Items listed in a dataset
------
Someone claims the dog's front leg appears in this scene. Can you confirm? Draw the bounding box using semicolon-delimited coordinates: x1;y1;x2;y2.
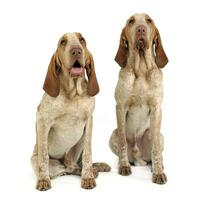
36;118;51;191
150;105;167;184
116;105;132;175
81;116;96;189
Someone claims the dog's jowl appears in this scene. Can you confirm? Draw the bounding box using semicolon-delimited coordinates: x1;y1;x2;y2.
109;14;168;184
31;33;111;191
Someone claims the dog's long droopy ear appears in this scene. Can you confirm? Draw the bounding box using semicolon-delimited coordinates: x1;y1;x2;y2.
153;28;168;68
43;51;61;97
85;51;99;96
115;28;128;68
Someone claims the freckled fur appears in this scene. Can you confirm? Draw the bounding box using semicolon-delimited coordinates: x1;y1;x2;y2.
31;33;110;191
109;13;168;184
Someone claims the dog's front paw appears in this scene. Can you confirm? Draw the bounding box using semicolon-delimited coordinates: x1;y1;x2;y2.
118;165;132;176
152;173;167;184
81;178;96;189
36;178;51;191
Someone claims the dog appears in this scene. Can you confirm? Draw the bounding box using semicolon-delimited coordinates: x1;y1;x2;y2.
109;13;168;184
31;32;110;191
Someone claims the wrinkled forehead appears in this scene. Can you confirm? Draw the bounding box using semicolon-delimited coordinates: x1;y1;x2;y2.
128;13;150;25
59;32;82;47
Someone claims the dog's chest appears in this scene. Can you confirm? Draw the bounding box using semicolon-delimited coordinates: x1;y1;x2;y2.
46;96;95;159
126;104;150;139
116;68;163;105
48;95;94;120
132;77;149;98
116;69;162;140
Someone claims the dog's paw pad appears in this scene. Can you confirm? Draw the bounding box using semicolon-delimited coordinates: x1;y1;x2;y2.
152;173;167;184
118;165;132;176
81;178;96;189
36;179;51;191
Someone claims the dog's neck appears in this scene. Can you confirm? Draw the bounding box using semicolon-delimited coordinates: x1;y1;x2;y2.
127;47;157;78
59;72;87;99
------
• [Problem]:
Set down no line except those from the one with "Someone claims the wrinkled" to the last line of the data, inclusive, each exactly as written.

• [Result for this task]:
Someone claims the wrinkled forehead appears in this scene. Can you confirm? Draw the bounding box using semicolon-delimited coordinates: x1;y1;x2;y2.
128;13;150;25
59;32;82;47
Someone claims the dog's chest appears in this scene. Can you confirm? Draw the bounding box using semicolon-delimited coordinates: x1;y1;x2;y2.
46;96;95;159
126;104;150;139
116;68;163;105
48;95;94;120
132;77;149;98
116;69;162;140
Someone claims the dog's paw pad appears in this scene. Can you confirm? Draw the bounding box using semicolon-delimited coordinates: x1;y1;x2;y2.
152;173;167;184
118;165;132;176
81;178;96;189
36;179;51;191
Someone claims the dog's neck appears in this scene. Can you confirm? Draw the bounding box using semicolon-delimited coordinates: x1;y1;x2;y2.
127;47;157;78
59;72;87;99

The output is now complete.